# [EXERCISE TASK]
Return every row below verbatim, line for line, without changing anything.

········

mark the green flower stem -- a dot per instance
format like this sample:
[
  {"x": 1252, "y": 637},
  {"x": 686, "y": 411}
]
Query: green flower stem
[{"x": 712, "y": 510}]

········

# [FINISHED EXERCISE]
mark the green flower stem -- a dot per instance
format like this sample:
[
  {"x": 1252, "y": 637},
  {"x": 686, "y": 411}
]
Query: green flower stem
[{"x": 712, "y": 510}]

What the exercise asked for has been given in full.